START Source material
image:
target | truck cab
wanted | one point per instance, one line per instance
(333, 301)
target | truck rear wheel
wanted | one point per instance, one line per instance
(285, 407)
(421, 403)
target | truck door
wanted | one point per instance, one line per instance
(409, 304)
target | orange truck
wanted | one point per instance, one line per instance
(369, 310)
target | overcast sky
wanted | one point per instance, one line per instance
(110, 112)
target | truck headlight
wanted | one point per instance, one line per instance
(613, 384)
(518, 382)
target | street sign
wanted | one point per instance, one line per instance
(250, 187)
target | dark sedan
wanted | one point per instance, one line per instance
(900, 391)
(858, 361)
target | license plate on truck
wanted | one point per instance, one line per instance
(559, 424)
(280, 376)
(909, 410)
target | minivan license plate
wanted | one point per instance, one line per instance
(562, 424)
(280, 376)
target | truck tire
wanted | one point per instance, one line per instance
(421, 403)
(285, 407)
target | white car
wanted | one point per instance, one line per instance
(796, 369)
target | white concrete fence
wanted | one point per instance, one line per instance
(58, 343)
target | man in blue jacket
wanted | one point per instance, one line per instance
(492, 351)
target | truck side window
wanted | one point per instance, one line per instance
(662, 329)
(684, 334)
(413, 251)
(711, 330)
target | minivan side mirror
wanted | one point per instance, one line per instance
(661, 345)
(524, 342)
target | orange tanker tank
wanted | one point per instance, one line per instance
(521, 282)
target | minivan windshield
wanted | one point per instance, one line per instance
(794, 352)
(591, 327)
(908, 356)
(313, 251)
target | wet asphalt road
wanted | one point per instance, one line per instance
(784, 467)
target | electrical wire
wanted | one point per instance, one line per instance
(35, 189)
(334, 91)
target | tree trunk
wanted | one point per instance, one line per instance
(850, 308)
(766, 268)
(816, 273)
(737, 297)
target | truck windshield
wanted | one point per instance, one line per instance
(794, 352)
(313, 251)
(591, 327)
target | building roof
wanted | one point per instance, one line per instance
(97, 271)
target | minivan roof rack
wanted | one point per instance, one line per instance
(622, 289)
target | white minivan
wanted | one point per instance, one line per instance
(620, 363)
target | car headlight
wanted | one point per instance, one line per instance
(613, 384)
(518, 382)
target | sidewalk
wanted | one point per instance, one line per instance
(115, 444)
END Source material
| The task |
Once you find the line with "target | white minivan" above, print it and every line after it up to and including the line with "target | sidewalk", exactly as written and nothing else.

| Written answer |
target | white minivan
wanted | one point per instance, one line per instance
(620, 363)
target | car headlight
wanted | one point per instance, one line per instance
(613, 384)
(518, 382)
target | sidewalk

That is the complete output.